**Data supplied**.
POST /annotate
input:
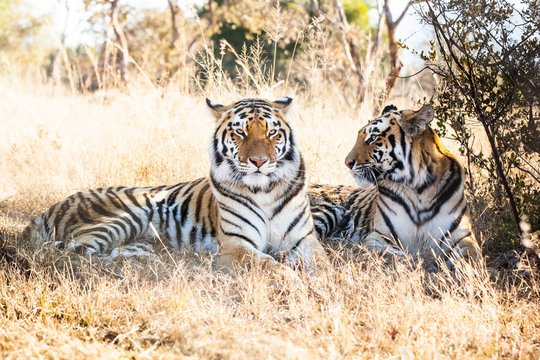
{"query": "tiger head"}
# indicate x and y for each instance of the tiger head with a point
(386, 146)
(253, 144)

---

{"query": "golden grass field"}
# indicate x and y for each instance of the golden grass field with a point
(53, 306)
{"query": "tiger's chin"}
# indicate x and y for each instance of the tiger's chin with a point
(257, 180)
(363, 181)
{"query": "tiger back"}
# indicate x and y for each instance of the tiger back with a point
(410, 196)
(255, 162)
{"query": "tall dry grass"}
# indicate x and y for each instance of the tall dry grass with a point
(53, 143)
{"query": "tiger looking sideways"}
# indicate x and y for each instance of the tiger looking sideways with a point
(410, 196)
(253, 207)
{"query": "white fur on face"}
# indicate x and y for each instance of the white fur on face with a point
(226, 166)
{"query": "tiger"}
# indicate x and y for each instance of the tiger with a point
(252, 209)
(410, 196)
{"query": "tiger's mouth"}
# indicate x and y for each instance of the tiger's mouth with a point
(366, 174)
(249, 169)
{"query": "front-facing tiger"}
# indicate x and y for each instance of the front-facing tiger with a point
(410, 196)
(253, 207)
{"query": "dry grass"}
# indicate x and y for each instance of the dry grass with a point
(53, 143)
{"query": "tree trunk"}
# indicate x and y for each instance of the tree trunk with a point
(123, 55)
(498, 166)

--

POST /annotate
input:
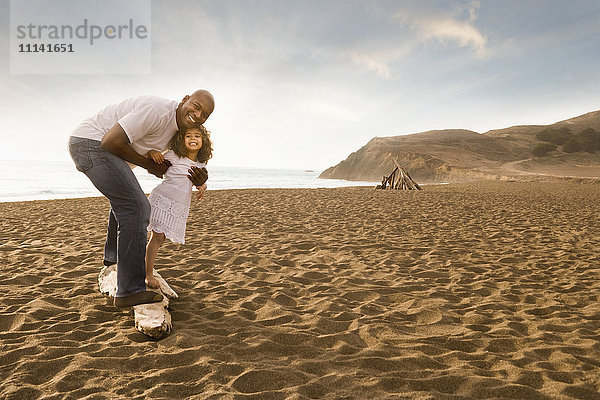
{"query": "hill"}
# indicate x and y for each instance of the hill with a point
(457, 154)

**Problem to solve**. Extract each line of the records that contains the string "front".

**Right answer**.
{"query": "front-facing tiger"}
# indicate x and y for each instance of the front-facing tiger with a point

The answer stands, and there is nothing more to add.